[Excerpts of pointing data]
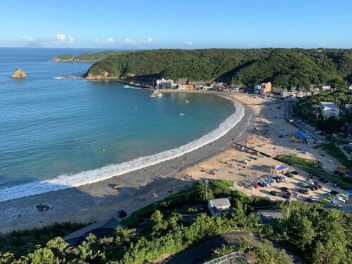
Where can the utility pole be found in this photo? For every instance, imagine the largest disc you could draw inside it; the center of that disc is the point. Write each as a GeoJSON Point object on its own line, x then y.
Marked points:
{"type": "Point", "coordinates": [155, 196]}
{"type": "Point", "coordinates": [206, 189]}
{"type": "Point", "coordinates": [289, 207]}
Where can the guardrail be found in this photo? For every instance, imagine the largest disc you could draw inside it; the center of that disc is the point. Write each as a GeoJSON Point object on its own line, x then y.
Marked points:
{"type": "Point", "coordinates": [238, 257]}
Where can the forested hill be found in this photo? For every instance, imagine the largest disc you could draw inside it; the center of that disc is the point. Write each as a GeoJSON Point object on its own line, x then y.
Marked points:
{"type": "Point", "coordinates": [285, 68]}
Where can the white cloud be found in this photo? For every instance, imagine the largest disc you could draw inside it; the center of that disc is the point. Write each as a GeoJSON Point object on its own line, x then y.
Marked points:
{"type": "Point", "coordinates": [110, 40]}
{"type": "Point", "coordinates": [28, 38]}
{"type": "Point", "coordinates": [60, 37]}
{"type": "Point", "coordinates": [70, 40]}
{"type": "Point", "coordinates": [129, 41]}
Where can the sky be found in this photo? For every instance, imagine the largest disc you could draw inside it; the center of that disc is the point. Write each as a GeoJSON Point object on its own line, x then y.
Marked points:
{"type": "Point", "coordinates": [184, 24]}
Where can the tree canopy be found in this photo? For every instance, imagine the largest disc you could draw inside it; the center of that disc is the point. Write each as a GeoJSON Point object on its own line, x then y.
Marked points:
{"type": "Point", "coordinates": [285, 68]}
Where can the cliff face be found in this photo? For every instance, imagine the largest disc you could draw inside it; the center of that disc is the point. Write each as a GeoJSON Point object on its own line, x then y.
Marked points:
{"type": "Point", "coordinates": [19, 74]}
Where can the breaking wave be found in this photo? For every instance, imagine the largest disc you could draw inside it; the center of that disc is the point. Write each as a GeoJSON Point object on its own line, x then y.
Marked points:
{"type": "Point", "coordinates": [109, 171]}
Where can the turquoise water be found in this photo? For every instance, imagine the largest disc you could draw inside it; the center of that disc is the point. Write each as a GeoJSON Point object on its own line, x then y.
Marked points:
{"type": "Point", "coordinates": [51, 127]}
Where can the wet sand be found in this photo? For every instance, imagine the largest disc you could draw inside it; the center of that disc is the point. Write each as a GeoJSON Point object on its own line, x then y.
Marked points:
{"type": "Point", "coordinates": [263, 127]}
{"type": "Point", "coordinates": [99, 201]}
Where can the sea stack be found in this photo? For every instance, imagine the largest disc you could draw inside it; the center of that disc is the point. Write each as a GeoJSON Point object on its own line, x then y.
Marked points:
{"type": "Point", "coordinates": [19, 74]}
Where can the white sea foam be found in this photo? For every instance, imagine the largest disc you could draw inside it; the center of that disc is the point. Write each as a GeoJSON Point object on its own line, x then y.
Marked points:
{"type": "Point", "coordinates": [109, 171]}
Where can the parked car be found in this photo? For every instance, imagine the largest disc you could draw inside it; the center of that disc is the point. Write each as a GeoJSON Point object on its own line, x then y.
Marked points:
{"type": "Point", "coordinates": [286, 195]}
{"type": "Point", "coordinates": [288, 174]}
{"type": "Point", "coordinates": [304, 191]}
{"type": "Point", "coordinates": [285, 189]}
{"type": "Point", "coordinates": [274, 193]}
{"type": "Point", "coordinates": [295, 194]}
{"type": "Point", "coordinates": [255, 185]}
{"type": "Point", "coordinates": [308, 199]}
{"type": "Point", "coordinates": [249, 186]}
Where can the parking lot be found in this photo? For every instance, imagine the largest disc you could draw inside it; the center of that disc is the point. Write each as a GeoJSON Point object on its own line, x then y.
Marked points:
{"type": "Point", "coordinates": [307, 188]}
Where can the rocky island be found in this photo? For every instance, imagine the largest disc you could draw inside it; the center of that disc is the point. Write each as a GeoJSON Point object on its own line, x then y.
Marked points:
{"type": "Point", "coordinates": [19, 74]}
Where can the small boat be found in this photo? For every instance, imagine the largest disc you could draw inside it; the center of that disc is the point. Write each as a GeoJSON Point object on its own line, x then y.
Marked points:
{"type": "Point", "coordinates": [117, 186]}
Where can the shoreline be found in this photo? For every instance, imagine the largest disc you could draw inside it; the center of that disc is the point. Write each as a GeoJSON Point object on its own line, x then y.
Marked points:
{"type": "Point", "coordinates": [98, 201]}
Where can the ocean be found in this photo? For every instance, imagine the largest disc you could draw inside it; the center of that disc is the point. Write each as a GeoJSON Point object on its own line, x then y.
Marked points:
{"type": "Point", "coordinates": [70, 132]}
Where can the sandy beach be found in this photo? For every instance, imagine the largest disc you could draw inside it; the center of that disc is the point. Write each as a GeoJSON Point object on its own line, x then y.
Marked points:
{"type": "Point", "coordinates": [263, 127]}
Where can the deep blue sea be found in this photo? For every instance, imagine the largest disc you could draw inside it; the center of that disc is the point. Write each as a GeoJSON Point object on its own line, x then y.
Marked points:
{"type": "Point", "coordinates": [50, 127]}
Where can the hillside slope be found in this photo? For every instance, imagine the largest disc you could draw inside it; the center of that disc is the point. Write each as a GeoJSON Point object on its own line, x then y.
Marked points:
{"type": "Point", "coordinates": [285, 68]}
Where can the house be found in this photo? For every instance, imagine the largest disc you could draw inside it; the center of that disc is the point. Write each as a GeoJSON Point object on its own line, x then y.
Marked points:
{"type": "Point", "coordinates": [281, 169]}
{"type": "Point", "coordinates": [101, 229]}
{"type": "Point", "coordinates": [165, 84]}
{"type": "Point", "coordinates": [190, 86]}
{"type": "Point", "coordinates": [268, 215]}
{"type": "Point", "coordinates": [329, 109]}
{"type": "Point", "coordinates": [263, 88]}
{"type": "Point", "coordinates": [182, 81]}
{"type": "Point", "coordinates": [182, 86]}
{"type": "Point", "coordinates": [285, 94]}
{"type": "Point", "coordinates": [219, 206]}
{"type": "Point", "coordinates": [324, 88]}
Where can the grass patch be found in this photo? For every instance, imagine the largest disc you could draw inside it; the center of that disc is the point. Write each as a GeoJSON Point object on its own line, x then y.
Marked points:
{"type": "Point", "coordinates": [183, 200]}
{"type": "Point", "coordinates": [336, 152]}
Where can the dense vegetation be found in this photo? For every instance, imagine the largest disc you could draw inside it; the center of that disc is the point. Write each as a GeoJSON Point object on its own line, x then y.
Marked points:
{"type": "Point", "coordinates": [308, 109]}
{"type": "Point", "coordinates": [319, 236]}
{"type": "Point", "coordinates": [285, 68]}
{"type": "Point", "coordinates": [25, 241]}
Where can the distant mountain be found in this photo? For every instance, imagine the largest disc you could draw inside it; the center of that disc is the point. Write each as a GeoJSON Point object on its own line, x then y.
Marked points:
{"type": "Point", "coordinates": [285, 68]}
{"type": "Point", "coordinates": [88, 56]}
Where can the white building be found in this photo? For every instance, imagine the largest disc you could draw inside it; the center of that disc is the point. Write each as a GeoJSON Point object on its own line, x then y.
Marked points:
{"type": "Point", "coordinates": [165, 83]}
{"type": "Point", "coordinates": [329, 109]}
{"type": "Point", "coordinates": [219, 206]}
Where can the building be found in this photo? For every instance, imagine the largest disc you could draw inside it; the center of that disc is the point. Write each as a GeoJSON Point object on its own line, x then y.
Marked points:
{"type": "Point", "coordinates": [329, 109]}
{"type": "Point", "coordinates": [281, 169]}
{"type": "Point", "coordinates": [182, 81]}
{"type": "Point", "coordinates": [285, 94]}
{"type": "Point", "coordinates": [219, 206]}
{"type": "Point", "coordinates": [165, 84]}
{"type": "Point", "coordinates": [268, 215]}
{"type": "Point", "coordinates": [263, 88]}
{"type": "Point", "coordinates": [324, 88]}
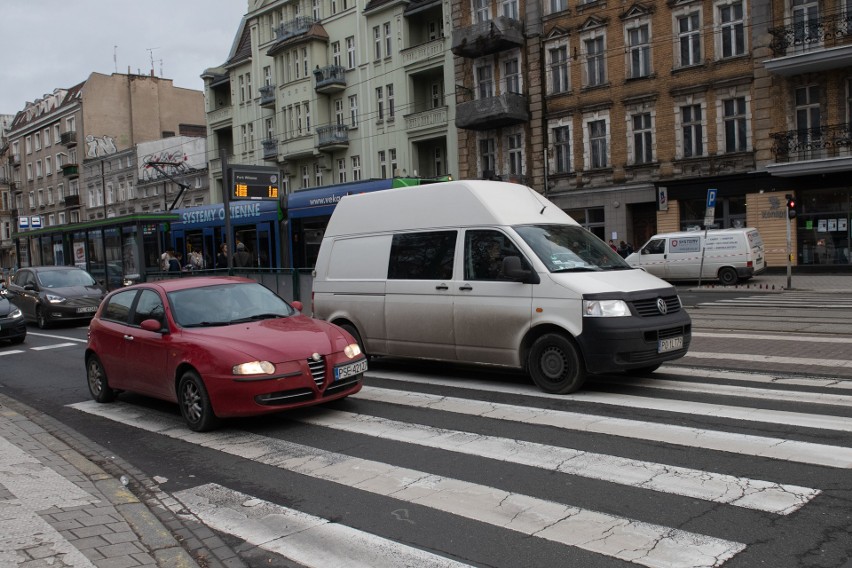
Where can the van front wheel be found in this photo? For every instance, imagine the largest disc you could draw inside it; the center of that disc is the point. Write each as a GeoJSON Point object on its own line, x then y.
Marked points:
{"type": "Point", "coordinates": [555, 365]}
{"type": "Point", "coordinates": [728, 276]}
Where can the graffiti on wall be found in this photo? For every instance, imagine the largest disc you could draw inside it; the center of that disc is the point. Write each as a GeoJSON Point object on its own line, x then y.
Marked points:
{"type": "Point", "coordinates": [100, 146]}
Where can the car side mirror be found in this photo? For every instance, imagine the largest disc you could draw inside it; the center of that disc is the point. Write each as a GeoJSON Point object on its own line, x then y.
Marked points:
{"type": "Point", "coordinates": [512, 269]}
{"type": "Point", "coordinates": [152, 325]}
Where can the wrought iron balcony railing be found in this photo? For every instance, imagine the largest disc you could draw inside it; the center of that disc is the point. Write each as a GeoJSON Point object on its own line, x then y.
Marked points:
{"type": "Point", "coordinates": [834, 141]}
{"type": "Point", "coordinates": [805, 36]}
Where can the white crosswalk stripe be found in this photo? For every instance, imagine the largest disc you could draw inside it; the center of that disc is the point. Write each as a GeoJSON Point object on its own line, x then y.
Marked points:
{"type": "Point", "coordinates": [305, 538]}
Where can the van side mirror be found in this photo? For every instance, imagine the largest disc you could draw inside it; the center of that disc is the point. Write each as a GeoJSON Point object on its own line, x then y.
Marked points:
{"type": "Point", "coordinates": [512, 269]}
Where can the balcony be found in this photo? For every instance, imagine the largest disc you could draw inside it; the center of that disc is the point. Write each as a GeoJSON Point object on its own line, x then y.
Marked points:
{"type": "Point", "coordinates": [71, 170]}
{"type": "Point", "coordinates": [426, 120]}
{"type": "Point", "coordinates": [332, 138]}
{"type": "Point", "coordinates": [486, 38]}
{"type": "Point", "coordinates": [267, 96]}
{"type": "Point", "coordinates": [812, 46]}
{"type": "Point", "coordinates": [820, 150]}
{"type": "Point", "coordinates": [68, 138]}
{"type": "Point", "coordinates": [270, 149]}
{"type": "Point", "coordinates": [330, 79]}
{"type": "Point", "coordinates": [492, 112]}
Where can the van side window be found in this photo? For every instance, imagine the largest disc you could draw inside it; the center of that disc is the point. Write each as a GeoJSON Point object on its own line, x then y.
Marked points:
{"type": "Point", "coordinates": [422, 256]}
{"type": "Point", "coordinates": [655, 246]}
{"type": "Point", "coordinates": [484, 252]}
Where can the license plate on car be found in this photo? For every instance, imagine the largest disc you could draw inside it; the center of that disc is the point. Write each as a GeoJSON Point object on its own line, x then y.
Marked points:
{"type": "Point", "coordinates": [345, 371]}
{"type": "Point", "coordinates": [670, 344]}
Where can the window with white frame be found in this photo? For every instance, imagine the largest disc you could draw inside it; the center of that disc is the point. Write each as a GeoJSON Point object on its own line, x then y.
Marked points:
{"type": "Point", "coordinates": [736, 124]}
{"type": "Point", "coordinates": [353, 111]}
{"type": "Point", "coordinates": [731, 24]}
{"type": "Point", "coordinates": [558, 76]}
{"type": "Point", "coordinates": [692, 130]}
{"type": "Point", "coordinates": [639, 50]}
{"type": "Point", "coordinates": [642, 130]}
{"type": "Point", "coordinates": [561, 136]}
{"type": "Point", "coordinates": [481, 11]}
{"type": "Point", "coordinates": [688, 37]}
{"type": "Point", "coordinates": [595, 61]}
{"type": "Point", "coordinates": [488, 156]}
{"type": "Point", "coordinates": [484, 80]}
{"type": "Point", "coordinates": [515, 153]}
{"type": "Point", "coordinates": [356, 168]}
{"type": "Point", "coordinates": [350, 52]}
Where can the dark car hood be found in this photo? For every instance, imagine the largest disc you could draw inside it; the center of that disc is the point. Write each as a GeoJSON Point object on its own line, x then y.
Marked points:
{"type": "Point", "coordinates": [296, 337]}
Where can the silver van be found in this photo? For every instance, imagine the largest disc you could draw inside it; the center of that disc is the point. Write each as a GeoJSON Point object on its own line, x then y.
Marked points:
{"type": "Point", "coordinates": [491, 273]}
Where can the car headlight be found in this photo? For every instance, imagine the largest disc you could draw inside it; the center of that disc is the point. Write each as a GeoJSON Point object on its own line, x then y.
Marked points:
{"type": "Point", "coordinates": [254, 368]}
{"type": "Point", "coordinates": [605, 308]}
{"type": "Point", "coordinates": [352, 350]}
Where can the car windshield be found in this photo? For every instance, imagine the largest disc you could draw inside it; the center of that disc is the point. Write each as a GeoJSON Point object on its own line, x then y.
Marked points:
{"type": "Point", "coordinates": [65, 278]}
{"type": "Point", "coordinates": [225, 304]}
{"type": "Point", "coordinates": [569, 248]}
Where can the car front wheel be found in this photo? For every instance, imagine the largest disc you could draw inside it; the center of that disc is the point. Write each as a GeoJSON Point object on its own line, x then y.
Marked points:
{"type": "Point", "coordinates": [96, 378]}
{"type": "Point", "coordinates": [195, 403]}
{"type": "Point", "coordinates": [555, 365]}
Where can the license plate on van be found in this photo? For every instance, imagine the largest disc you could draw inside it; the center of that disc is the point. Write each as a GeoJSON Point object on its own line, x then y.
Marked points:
{"type": "Point", "coordinates": [350, 369]}
{"type": "Point", "coordinates": [670, 344]}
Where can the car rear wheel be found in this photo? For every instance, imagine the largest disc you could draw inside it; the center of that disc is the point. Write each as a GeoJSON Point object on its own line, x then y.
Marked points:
{"type": "Point", "coordinates": [555, 365]}
{"type": "Point", "coordinates": [41, 318]}
{"type": "Point", "coordinates": [97, 380]}
{"type": "Point", "coordinates": [195, 403]}
{"type": "Point", "coordinates": [728, 276]}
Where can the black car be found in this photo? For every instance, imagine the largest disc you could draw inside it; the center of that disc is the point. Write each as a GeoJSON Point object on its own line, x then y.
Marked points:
{"type": "Point", "coordinates": [50, 294]}
{"type": "Point", "coordinates": [12, 325]}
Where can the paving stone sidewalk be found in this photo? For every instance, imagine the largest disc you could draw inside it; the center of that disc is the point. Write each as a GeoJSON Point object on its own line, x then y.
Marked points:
{"type": "Point", "coordinates": [65, 502]}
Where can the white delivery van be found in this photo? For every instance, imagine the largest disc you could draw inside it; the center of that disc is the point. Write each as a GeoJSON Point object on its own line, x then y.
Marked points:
{"type": "Point", "coordinates": [729, 255]}
{"type": "Point", "coordinates": [491, 273]}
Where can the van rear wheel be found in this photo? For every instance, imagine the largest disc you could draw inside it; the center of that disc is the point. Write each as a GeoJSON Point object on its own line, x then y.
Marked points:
{"type": "Point", "coordinates": [555, 365]}
{"type": "Point", "coordinates": [728, 276]}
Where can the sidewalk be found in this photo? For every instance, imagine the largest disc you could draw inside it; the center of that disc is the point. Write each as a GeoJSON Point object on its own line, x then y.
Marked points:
{"type": "Point", "coordinates": [65, 502]}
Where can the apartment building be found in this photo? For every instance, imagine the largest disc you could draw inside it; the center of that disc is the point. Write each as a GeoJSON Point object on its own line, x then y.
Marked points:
{"type": "Point", "coordinates": [336, 91]}
{"type": "Point", "coordinates": [61, 145]}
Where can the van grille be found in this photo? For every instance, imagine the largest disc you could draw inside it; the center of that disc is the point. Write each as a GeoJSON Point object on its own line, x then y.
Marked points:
{"type": "Point", "coordinates": [317, 371]}
{"type": "Point", "coordinates": [647, 307]}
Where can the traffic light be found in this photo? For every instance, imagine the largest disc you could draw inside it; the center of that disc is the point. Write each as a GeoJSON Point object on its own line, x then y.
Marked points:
{"type": "Point", "coordinates": [791, 206]}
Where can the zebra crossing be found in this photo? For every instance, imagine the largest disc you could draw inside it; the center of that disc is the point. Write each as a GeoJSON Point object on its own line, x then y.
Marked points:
{"type": "Point", "coordinates": [776, 457]}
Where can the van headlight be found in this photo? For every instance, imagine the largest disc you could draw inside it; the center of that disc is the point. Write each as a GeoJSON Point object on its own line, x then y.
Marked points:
{"type": "Point", "coordinates": [605, 309]}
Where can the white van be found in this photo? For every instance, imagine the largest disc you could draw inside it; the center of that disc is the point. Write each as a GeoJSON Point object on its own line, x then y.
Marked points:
{"type": "Point", "coordinates": [491, 273]}
{"type": "Point", "coordinates": [729, 255]}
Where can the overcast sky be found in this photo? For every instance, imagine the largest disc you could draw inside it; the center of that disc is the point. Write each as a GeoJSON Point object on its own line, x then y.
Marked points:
{"type": "Point", "coordinates": [50, 44]}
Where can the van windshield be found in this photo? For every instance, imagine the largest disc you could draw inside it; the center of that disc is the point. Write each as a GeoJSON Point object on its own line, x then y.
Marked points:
{"type": "Point", "coordinates": [569, 248]}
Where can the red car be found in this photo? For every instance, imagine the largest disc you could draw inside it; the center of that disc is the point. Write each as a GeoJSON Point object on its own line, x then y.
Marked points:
{"type": "Point", "coordinates": [219, 347]}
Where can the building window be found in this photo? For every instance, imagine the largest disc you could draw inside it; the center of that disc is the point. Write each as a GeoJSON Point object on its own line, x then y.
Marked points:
{"type": "Point", "coordinates": [562, 149]}
{"type": "Point", "coordinates": [559, 69]}
{"type": "Point", "coordinates": [643, 138]}
{"type": "Point", "coordinates": [736, 138]}
{"type": "Point", "coordinates": [597, 144]}
{"type": "Point", "coordinates": [356, 168]}
{"type": "Point", "coordinates": [512, 73]}
{"type": "Point", "coordinates": [732, 28]}
{"type": "Point", "coordinates": [689, 39]}
{"type": "Point", "coordinates": [485, 81]}
{"type": "Point", "coordinates": [595, 62]}
{"type": "Point", "coordinates": [515, 150]}
{"type": "Point", "coordinates": [488, 157]}
{"type": "Point", "coordinates": [693, 131]}
{"type": "Point", "coordinates": [639, 39]}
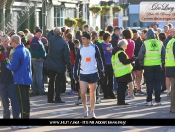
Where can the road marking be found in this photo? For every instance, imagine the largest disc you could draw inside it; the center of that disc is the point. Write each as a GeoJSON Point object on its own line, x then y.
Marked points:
{"type": "Point", "coordinates": [61, 112]}
{"type": "Point", "coordinates": [171, 130]}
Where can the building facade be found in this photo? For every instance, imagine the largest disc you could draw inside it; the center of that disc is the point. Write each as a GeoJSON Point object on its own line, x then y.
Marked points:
{"type": "Point", "coordinates": [21, 14]}
{"type": "Point", "coordinates": [134, 10]}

*Work instructions*
Rewrite the material from the line containing "Where can the building facade" through the end, inclusive, with "Marked points" changed to "Annotated points" and everything else kept the same.

*Result for this exercise*
Where can the building facade be found in this photo? For every instance, imagine the largest disc you could draw inside it; the center of that disc is the point. Write each as a GeoJSON Point object on its own line, x then y.
Annotated points:
{"type": "Point", "coordinates": [21, 14]}
{"type": "Point", "coordinates": [134, 10]}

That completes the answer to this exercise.